WHAT THE TASK ASKS: Count how many of the lines below contain the string "trunk", matching case exactly, and reply with the number alone.

[Collected data]
============

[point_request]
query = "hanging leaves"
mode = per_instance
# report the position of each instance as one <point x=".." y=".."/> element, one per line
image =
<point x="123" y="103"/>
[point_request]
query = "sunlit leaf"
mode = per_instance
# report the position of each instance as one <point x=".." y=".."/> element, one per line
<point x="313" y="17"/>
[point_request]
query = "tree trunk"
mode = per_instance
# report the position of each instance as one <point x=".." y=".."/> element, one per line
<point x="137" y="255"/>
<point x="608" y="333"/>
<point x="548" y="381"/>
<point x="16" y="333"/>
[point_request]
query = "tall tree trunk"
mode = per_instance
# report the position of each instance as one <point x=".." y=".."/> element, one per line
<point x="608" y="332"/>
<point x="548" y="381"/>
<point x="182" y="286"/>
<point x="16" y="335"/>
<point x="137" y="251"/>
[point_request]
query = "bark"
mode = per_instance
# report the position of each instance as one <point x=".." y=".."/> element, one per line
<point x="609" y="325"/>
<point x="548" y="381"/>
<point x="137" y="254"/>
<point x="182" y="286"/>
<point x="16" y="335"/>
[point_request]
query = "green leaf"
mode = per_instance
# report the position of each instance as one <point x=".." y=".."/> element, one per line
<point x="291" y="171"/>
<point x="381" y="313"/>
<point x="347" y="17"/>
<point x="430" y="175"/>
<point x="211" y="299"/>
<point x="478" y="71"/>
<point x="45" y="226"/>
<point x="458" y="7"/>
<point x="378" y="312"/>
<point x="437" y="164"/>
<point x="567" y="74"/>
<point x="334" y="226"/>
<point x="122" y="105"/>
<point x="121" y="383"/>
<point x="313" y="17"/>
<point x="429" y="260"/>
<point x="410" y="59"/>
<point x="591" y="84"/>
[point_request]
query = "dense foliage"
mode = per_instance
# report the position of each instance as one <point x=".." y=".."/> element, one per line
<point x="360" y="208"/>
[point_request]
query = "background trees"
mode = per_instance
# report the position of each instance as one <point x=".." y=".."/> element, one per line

============

CORRECT RESULT: 2